● Raw records:

►

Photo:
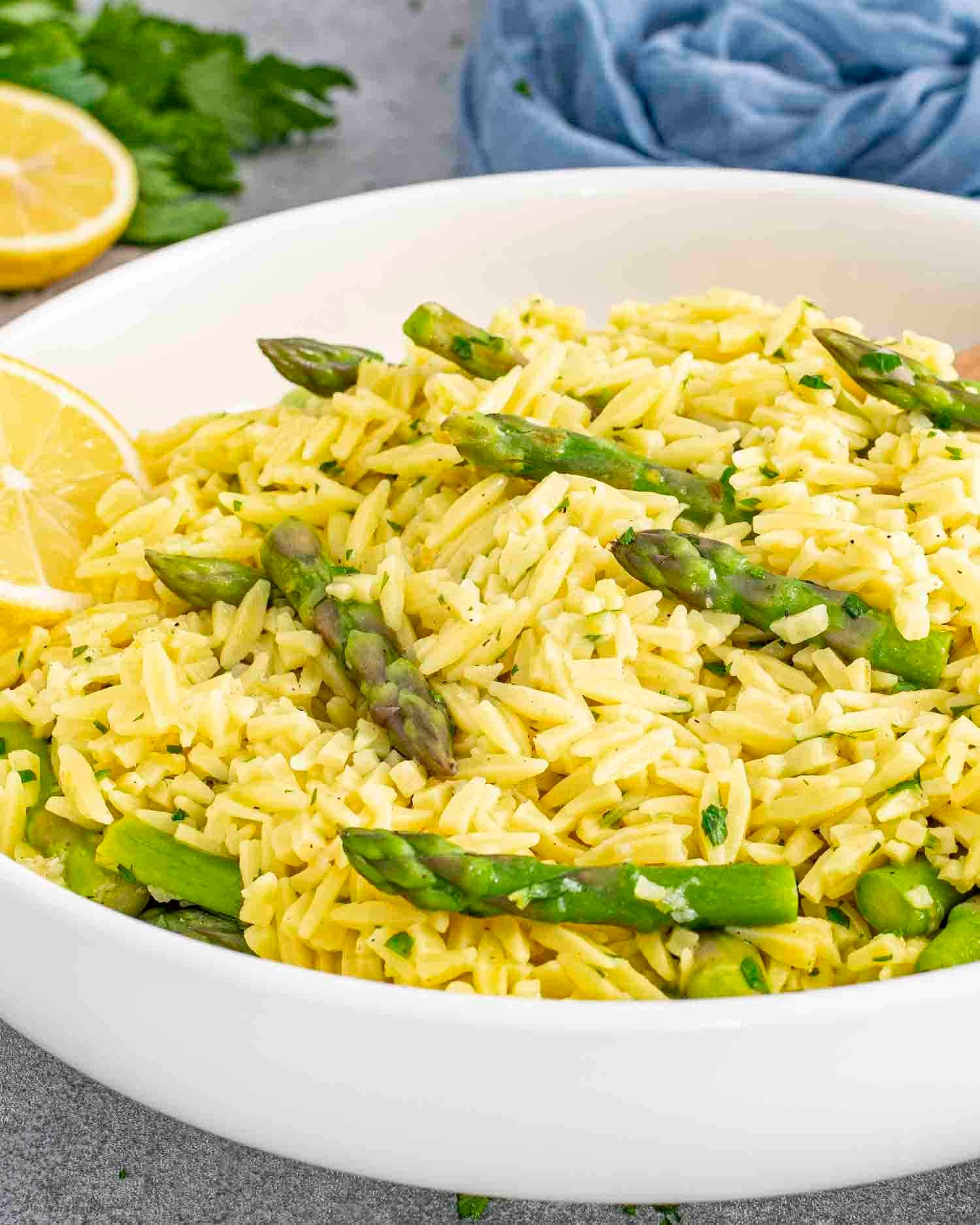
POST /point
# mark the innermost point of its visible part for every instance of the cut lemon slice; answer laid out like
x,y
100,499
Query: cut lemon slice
x,y
68,188
59,452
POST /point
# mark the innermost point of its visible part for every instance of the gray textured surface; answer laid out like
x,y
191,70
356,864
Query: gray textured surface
x,y
65,1139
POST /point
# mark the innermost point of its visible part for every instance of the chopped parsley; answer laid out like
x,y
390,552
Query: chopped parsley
x,y
401,943
470,1208
908,784
715,823
880,363
854,606
754,975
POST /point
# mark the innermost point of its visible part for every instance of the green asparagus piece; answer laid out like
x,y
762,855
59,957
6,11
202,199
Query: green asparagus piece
x,y
519,448
476,351
162,862
320,368
958,942
57,838
710,575
725,966
903,382
201,925
882,897
203,581
436,875
473,350
397,694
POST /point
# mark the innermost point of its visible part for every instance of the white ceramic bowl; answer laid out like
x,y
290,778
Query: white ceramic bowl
x,y
565,1100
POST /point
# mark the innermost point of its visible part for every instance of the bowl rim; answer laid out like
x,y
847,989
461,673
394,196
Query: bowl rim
x,y
823,1006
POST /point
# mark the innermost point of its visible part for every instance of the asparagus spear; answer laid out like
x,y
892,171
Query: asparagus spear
x,y
436,875
476,351
473,350
201,925
320,368
710,575
725,966
958,942
203,581
519,448
161,862
57,838
903,382
397,694
882,897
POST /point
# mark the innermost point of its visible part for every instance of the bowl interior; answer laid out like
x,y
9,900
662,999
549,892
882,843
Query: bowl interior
x,y
174,333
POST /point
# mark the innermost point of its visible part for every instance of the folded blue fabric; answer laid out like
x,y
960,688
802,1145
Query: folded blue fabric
x,y
886,90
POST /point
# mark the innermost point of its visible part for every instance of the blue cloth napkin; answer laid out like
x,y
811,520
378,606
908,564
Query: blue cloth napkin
x,y
886,90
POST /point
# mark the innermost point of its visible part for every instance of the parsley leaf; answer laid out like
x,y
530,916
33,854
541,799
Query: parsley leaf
x,y
754,975
470,1208
184,101
715,823
880,363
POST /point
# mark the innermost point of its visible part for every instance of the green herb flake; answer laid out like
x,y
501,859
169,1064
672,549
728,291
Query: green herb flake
x,y
908,784
881,363
715,823
401,943
754,975
470,1208
854,606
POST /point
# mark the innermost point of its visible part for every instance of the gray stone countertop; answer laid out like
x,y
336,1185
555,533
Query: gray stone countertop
x,y
74,1153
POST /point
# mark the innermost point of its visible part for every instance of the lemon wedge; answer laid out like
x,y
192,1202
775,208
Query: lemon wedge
x,y
59,452
68,188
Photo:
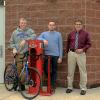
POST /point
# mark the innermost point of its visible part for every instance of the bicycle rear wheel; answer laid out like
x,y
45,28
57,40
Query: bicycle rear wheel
x,y
9,77
31,87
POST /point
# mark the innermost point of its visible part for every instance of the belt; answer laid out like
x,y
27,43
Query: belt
x,y
73,50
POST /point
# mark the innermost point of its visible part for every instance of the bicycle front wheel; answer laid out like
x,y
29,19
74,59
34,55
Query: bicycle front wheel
x,y
9,77
30,88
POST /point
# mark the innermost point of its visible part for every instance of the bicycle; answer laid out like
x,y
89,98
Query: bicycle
x,y
11,78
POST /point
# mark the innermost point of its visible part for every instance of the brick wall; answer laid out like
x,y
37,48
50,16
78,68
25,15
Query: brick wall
x,y
64,12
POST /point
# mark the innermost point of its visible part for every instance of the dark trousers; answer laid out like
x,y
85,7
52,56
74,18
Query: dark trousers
x,y
53,68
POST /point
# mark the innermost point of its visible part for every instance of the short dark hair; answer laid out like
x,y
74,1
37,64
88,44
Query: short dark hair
x,y
78,20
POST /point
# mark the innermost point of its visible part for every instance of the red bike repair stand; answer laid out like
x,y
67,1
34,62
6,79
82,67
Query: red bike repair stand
x,y
37,46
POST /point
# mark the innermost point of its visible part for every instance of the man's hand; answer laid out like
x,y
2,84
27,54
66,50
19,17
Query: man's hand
x,y
45,42
59,60
79,51
22,43
14,51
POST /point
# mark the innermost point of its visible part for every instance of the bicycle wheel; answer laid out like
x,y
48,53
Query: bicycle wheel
x,y
9,77
31,87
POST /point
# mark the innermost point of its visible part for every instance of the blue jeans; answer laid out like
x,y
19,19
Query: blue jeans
x,y
53,68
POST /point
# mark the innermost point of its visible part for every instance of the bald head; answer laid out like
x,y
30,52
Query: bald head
x,y
51,26
22,23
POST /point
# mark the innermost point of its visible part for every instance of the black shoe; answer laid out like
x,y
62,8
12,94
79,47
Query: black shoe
x,y
83,92
15,87
68,90
22,87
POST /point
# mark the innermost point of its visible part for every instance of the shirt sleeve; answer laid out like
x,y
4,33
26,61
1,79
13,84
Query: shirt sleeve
x,y
60,46
31,35
88,43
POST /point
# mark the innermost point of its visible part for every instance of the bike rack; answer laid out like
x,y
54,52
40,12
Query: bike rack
x,y
38,49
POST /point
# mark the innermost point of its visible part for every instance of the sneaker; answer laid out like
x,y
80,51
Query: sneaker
x,y
68,90
83,92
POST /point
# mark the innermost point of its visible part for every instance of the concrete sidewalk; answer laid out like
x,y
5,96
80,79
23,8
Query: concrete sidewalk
x,y
92,94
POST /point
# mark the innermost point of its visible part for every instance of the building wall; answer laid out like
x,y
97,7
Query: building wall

◄

● Given exercise: From start to finish, output the listing exactly, but omit its pictures.

● Written reply:
Photo:
POST /point
# mark the innermost point of its visible part for every instance of the cut lemon slice; answer laid out like
x,y
100,499
Query: cut lemon slice
x,y
68,188
59,452
POST /point
# mark the innermost point of its visible part for every instance of the gray textured surface; answer laid out like
x,y
191,70
356,864
Query: gray textured surface
x,y
65,1139
POST /point
# mark the innermost point of its visible part for every instance of the chopped parsley; answer laid out like
x,y
390,552
Query: chopped parsley
x,y
401,943
470,1208
908,784
715,823
880,363
854,606
754,975
POST /point
# mark the innermost point of its visible part for every instance of the green asparagus piece; answer laid out like
x,y
762,855
59,957
6,11
202,199
Query: green asparagus piece
x,y
519,448
476,351
162,862
320,368
958,942
57,838
710,575
725,966
903,382
201,925
882,897
203,581
436,875
473,350
397,694
POST /point
# mark the innermost point of its visible part for every instance of the white ceramic bowl; answer laid out like
x,y
290,778
Query: white ceramic bowl
x,y
565,1100
POST /point
# mark the innermost point of its visible part for every instance of the bowl rim; answer laid out like
x,y
847,989
461,673
394,196
Query: bowl rim
x,y
823,1006
POST /point
# mark the innermost point of its visible part for every instance of the asparagus spear; answer laid out like
x,y
892,171
Query: asparagus spear
x,y
436,875
476,351
473,350
201,925
320,368
710,575
725,966
958,942
203,581
519,448
161,862
57,838
903,382
397,694
882,897
POST /point
# mark the innermost point of its visible part for every instance of the bowl interior; answer laid out like
x,y
9,900
662,999
549,892
882,843
Query: bowl interior
x,y
174,333
POST /point
# mark the innermost point of its visible part for every instance of the folded blue fabric; answer laid out like
x,y
960,688
802,1145
Query: folded blue fabric
x,y
886,90
POST /point
# mark the innermost point of its visible part for every instance of the blue cloth napkin; answer laid out like
x,y
811,520
378,606
908,564
Query: blue cloth napkin
x,y
886,90
POST /point
# mark the innermost point of its visible part for every instance of the parsley leaf; answer laid out like
x,y
530,916
33,854
541,799
Query: parsley leaf
x,y
754,975
470,1208
184,101
715,823
880,363
POST /point
# mark the innermost point of its visible part for every instance of the green herb flake; answer laid out like
x,y
501,859
169,1064
672,549
728,291
Query: green herb flake
x,y
908,784
881,363
715,823
401,943
754,975
470,1208
854,606
POST /point
# mark the innermost point of its visible part for every instance of the gray stone countertop; answer laid out like
x,y
336,1185
555,533
Query: gray stone countertop
x,y
74,1153
POST /point
# mark the innermost point of its visible part for every instance of the lemon wedge; answer laid out like
x,y
192,1202
775,208
Query: lemon wedge
x,y
59,452
68,188
Photo:
POST /point
# mark the innermost point of its visible part for every instance of the bicycle rear wheel; answer laid out like
x,y
45,28
57,40
Query: bicycle rear wheel
x,y
9,77
31,87
POST /point
# mark the innermost point of its visible part for every instance of the belt; answer laid out like
x,y
27,43
Query: belt
x,y
73,50
POST /point
# mark the innermost point of its visible part for every instance of the bicycle front wheel; answer laid out like
x,y
29,19
74,59
34,55
Query: bicycle front wheel
x,y
9,77
30,88
POST /point
# mark the innermost point of its visible part for every instance of the bicycle; answer laid out like
x,y
89,98
Query: bicycle
x,y
11,78
POST /point
# mark the innermost point of its visible part for every instance of the brick wall; answer laid out like
x,y
37,48
50,16
78,68
25,15
Query: brick wall
x,y
64,12
POST /point
# mark the innermost point of its visible part for every instance of the dark trousers; answer laid out like
x,y
85,7
52,56
74,18
Query: dark trousers
x,y
53,68
POST /point
# mark the innermost point of its visible part for every instance of the short dark hair; answer laid out like
x,y
74,1
37,64
88,44
Query: short dark hair
x,y
78,20
POST /point
# mark the innermost point of its visible part for every instance of the red bike repair stand; answer laid out like
x,y
67,1
34,62
6,79
82,67
Query: red bike repair stand
x,y
37,46
POST /point
# mark the innermost point of its visible part for every instance of the man's hand; answer laid out like
x,y
2,84
27,54
66,50
19,17
Query: man's hand
x,y
45,42
59,60
79,51
22,43
14,51
POST /point
# mark the innermost point of its visible part for every instance of the bicycle wheel; answer laid out like
x,y
48,53
Query: bicycle wheel
x,y
9,77
31,87
POST /point
# mark the innermost point of its visible part for every instance of the blue jeans; answer laid out like
x,y
19,19
Query: blue jeans
x,y
53,68
POST /point
# mark the innermost point of its visible part for every instance of the bald head; answer laid out like
x,y
30,52
Query: bald head
x,y
51,26
22,23
POST /point
# mark the innermost point of its visible part for every instance of the black shoe; answer laid out like
x,y
62,8
12,94
79,47
Query: black shoe
x,y
83,92
15,87
68,90
22,87
POST /point
# mark the innermost point of its visible part for every instance of the shirt sleeve; answer laid out like
x,y
4,33
26,61
1,79
13,84
Query: shirt sleeve
x,y
60,46
31,35
88,43
POST /point
# mark the innermost point of its visible part for every instance of the bike rack; answer laid out like
x,y
54,52
40,12
Query: bike rack
x,y
38,49
POST /point
# mark the innermost point of its visible part for every instance of the sneaker; answer laid out like
x,y
80,51
Query: sneaker
x,y
68,90
83,92
POST /point
# mark the innermost point of its visible part for every instance of the concrete sidewalk; answer laid out like
x,y
5,96
80,79
23,8
Query: concrete sidewalk
x,y
92,94
POST /point
# mark the innermost point of its visible part for every instance of the building wall; answer laid out like
x,y
97,7
Query: building wall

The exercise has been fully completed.